— START Source material —

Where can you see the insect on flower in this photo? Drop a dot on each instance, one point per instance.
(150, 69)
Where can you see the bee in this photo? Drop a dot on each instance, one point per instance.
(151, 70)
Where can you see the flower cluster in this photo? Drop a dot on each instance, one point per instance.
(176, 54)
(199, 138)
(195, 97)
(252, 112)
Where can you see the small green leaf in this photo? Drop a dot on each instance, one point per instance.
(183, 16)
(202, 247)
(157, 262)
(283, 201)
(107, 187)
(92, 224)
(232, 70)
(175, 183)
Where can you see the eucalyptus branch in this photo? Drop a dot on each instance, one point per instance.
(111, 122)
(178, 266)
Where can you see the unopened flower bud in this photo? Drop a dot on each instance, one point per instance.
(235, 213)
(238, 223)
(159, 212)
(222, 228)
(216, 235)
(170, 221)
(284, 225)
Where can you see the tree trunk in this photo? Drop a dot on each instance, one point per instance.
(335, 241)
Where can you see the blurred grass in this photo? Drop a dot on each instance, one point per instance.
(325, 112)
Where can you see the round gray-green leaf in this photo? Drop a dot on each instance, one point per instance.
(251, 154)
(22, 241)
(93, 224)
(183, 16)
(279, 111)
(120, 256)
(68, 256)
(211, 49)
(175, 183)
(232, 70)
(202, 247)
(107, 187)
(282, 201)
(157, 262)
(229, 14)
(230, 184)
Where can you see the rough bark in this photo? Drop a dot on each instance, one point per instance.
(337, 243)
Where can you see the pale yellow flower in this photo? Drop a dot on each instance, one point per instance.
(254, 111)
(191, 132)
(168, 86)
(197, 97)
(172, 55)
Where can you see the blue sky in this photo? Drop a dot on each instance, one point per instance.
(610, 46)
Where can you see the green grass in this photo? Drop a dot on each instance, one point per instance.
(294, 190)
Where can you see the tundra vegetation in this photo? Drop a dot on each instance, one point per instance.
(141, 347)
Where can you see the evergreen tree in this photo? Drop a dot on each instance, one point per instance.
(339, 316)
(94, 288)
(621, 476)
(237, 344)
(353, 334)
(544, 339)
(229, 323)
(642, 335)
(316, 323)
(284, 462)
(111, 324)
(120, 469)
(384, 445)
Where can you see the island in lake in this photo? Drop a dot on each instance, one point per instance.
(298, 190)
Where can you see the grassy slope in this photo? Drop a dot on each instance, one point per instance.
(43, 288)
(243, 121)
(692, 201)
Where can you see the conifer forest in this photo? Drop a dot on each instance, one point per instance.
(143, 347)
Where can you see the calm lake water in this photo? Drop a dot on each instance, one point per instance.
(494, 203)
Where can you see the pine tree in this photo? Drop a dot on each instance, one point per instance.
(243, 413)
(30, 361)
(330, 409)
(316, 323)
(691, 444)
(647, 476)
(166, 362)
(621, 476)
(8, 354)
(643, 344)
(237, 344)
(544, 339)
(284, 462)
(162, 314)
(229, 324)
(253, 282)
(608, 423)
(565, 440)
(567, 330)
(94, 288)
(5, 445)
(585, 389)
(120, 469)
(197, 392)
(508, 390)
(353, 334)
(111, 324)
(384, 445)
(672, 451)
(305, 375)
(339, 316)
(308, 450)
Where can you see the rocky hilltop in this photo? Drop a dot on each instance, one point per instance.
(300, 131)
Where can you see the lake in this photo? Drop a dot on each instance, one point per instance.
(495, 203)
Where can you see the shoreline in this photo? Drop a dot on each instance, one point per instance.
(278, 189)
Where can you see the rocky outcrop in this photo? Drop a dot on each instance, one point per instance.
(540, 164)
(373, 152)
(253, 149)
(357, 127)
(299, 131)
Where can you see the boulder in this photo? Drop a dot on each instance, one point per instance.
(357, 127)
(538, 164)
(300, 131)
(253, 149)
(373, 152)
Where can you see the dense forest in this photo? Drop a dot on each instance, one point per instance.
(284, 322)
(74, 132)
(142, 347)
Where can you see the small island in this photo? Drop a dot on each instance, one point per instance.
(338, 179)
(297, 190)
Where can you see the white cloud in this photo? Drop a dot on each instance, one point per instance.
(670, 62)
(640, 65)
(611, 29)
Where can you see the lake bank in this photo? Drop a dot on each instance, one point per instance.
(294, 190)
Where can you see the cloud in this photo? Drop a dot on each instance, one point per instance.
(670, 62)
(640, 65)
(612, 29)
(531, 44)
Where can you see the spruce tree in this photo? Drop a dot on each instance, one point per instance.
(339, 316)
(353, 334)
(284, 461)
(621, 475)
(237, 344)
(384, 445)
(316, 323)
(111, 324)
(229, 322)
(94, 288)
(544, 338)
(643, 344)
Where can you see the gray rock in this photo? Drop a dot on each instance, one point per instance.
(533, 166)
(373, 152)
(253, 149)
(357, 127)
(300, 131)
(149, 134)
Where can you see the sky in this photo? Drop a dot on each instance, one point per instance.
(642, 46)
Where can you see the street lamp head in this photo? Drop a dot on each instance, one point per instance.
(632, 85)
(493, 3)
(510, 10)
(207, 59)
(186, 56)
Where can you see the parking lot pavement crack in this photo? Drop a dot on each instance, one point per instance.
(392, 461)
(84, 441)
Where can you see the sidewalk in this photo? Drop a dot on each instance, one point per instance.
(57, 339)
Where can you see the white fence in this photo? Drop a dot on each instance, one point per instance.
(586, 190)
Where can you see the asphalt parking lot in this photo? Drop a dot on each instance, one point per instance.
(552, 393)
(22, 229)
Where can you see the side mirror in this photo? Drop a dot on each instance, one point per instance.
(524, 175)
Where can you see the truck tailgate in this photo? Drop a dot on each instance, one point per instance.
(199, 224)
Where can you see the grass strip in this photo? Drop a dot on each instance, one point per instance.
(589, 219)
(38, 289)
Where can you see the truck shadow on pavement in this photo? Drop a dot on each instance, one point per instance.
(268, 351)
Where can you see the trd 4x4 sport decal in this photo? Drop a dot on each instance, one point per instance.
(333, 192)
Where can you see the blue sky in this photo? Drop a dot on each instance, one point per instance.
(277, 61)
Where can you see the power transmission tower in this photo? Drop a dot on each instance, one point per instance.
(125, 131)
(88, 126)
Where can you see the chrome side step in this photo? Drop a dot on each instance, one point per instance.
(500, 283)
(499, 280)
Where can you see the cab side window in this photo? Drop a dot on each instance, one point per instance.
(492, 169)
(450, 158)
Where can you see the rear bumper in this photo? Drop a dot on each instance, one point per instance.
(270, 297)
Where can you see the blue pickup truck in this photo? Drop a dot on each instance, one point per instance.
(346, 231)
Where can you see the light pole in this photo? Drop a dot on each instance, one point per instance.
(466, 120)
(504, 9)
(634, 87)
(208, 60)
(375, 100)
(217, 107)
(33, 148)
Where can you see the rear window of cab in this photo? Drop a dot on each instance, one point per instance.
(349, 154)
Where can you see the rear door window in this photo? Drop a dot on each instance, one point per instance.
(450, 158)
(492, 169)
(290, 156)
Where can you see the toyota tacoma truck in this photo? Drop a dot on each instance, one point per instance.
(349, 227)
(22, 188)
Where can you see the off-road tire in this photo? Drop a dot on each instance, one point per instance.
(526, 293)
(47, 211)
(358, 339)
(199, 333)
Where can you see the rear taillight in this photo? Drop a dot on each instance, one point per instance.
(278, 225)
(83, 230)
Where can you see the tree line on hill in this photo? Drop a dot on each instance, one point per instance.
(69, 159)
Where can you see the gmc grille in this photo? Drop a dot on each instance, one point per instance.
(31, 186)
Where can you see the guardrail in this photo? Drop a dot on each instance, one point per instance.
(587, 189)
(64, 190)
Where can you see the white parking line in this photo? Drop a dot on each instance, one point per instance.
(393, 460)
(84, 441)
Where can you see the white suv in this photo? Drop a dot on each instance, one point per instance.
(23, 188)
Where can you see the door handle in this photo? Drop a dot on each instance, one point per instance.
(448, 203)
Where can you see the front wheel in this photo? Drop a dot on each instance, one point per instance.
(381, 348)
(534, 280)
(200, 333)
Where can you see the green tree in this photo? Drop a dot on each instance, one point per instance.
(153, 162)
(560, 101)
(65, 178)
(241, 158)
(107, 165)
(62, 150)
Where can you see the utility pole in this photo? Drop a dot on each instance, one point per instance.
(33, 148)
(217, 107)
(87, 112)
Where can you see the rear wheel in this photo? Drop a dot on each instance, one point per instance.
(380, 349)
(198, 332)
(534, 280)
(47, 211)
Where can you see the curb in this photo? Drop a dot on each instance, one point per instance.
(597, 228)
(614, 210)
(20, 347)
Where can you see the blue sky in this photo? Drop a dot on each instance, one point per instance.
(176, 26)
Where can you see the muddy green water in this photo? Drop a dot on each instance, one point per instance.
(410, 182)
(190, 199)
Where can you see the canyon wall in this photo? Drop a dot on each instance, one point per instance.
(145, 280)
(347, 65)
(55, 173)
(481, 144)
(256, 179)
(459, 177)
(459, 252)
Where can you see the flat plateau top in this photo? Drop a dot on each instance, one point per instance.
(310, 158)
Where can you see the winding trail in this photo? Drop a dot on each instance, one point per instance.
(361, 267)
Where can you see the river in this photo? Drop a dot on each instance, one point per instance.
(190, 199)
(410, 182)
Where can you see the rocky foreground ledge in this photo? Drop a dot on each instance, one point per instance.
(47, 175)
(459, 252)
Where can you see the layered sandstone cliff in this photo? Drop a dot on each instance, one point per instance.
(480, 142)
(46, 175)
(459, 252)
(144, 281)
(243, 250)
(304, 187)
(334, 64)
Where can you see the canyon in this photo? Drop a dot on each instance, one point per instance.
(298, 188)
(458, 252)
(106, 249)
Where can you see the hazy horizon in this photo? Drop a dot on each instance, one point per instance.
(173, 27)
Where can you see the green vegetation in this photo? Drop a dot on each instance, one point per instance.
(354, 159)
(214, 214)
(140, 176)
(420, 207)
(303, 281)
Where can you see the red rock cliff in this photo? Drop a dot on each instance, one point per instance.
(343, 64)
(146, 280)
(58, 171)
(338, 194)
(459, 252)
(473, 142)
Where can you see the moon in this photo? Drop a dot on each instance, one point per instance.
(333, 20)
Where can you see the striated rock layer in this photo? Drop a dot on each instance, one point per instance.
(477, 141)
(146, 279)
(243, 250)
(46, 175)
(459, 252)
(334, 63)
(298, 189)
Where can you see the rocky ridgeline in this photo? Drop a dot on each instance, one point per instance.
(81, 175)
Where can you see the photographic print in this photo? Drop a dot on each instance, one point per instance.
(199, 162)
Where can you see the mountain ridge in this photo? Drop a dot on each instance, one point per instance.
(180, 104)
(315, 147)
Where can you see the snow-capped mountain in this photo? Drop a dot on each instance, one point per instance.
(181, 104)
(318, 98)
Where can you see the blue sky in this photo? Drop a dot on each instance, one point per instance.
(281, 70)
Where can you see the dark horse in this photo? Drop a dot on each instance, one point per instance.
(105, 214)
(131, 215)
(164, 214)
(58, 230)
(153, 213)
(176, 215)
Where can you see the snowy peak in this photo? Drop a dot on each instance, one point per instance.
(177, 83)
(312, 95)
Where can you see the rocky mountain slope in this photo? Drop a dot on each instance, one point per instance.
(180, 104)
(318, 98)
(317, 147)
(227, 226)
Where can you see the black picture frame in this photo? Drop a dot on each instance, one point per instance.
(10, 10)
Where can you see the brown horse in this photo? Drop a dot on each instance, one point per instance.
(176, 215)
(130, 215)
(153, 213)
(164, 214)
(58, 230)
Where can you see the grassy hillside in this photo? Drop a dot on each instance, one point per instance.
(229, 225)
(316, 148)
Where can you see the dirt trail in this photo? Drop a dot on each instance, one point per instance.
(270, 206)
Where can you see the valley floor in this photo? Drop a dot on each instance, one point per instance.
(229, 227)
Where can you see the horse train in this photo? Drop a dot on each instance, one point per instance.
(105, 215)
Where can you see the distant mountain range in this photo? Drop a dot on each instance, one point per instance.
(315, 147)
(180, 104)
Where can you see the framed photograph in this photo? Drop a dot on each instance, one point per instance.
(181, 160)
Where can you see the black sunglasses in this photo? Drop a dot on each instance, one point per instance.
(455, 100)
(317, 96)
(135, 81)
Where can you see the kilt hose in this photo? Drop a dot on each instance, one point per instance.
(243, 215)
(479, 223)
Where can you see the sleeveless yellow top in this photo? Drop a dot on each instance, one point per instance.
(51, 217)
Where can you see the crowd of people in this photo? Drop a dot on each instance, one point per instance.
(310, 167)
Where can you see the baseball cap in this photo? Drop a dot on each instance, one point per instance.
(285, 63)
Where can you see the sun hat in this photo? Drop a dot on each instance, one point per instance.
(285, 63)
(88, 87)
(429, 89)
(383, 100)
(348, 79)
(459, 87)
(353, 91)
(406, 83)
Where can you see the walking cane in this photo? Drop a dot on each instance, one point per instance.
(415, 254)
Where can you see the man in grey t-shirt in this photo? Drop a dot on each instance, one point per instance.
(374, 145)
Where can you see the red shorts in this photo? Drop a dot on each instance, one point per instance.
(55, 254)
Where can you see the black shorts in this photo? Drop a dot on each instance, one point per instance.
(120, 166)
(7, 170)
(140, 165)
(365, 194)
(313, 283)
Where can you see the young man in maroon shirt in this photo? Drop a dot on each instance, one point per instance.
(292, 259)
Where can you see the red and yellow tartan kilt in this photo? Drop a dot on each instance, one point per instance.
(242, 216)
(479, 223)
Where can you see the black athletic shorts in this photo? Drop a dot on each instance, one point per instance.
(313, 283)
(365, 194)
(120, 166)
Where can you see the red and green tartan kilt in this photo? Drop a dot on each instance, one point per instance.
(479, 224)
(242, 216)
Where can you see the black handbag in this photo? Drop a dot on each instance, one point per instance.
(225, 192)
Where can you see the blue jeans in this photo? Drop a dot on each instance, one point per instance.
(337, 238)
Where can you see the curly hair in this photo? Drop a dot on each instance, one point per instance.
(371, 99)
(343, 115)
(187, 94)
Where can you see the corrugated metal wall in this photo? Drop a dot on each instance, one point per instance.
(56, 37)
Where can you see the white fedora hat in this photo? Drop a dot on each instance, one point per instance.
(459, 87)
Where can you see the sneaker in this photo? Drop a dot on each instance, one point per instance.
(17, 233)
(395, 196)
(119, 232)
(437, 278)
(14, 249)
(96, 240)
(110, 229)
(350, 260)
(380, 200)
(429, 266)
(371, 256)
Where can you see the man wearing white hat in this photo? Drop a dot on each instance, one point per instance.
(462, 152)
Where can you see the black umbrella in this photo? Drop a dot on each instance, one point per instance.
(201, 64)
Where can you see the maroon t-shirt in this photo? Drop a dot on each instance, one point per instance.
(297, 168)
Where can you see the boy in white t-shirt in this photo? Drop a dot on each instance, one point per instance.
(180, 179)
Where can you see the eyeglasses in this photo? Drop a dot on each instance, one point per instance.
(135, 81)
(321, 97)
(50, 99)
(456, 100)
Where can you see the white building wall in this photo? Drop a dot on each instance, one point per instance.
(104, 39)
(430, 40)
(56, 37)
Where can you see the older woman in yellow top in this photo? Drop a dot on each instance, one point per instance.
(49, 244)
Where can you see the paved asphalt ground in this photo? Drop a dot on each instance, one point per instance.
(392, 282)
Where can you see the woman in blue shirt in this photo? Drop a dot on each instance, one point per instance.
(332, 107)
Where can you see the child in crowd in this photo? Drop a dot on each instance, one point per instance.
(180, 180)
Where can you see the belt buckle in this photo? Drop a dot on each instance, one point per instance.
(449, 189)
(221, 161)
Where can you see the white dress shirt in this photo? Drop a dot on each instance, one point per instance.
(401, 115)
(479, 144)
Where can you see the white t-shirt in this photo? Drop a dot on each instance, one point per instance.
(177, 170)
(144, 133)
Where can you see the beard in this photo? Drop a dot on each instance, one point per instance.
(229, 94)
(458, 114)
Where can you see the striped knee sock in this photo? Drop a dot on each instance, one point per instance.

— END Source material —

Beginning at the line that contains "Where can you see the sneaker", retype each line of the listing up to and including the last one, exactly as it stands, and nothing else.

• **Solution to the exercise**
Where can you see the sneaker in this photo? Drop a dot on each instance, one point per instance.
(17, 233)
(395, 196)
(119, 232)
(437, 278)
(14, 249)
(96, 240)
(110, 229)
(350, 260)
(380, 200)
(429, 266)
(371, 256)
Where can you see the man wearing white hat in this photo? Drop a dot on each instance, one point per instance.
(462, 152)
Where can you see the black umbrella in this photo? Drop a dot on each instance, one point per instance.
(201, 64)
Where can you see the maroon t-shirt in this photo? Drop a dot on each instance, one point per instance.
(297, 168)
Where can you see the boy in white t-shirt in this photo? Drop a dot on each instance, one point per instance.
(180, 179)
Where can you see the eyeglasses in this photo? Drop a dot on each instance, one point per instance.
(135, 81)
(321, 97)
(50, 99)
(456, 100)
Where can you see the white building wall in this photo? Drop a dot on each instance, one point per instance.
(104, 39)
(430, 40)
(56, 37)
Where can you see the older woman in yellow top in this photo? Drop a dot on each instance, one point per instance.
(49, 244)
Where can you see the paved asphalt ground in this photo? Drop a dot on each instance, one point per instance.
(392, 282)
Where can you see the woman in blue shirt in this photo? Drop a dot on each instance, one point per instance.
(332, 107)
Where can you see the child in crowd in this photo? Drop a dot on each instance, one point per instance.
(180, 180)
Where can you see the belt buckle in this photo? Drop a dot on each instance, one point per instance.
(449, 189)
(221, 161)
Where can you see the white dress shirt in this photo? Drop a dot on each instance, one point per instance.
(401, 115)
(479, 144)
Where can you see the white t-shirt in this photo? Drop a dot on each instance, one point per instance.
(177, 170)
(144, 133)
Where can you see the beard in this photo? Drop a dot on each instance, one point per instance.
(229, 94)
(458, 114)
Where can you see the striped knee sock in this photo? Drop a dot on each instance, one point per instance.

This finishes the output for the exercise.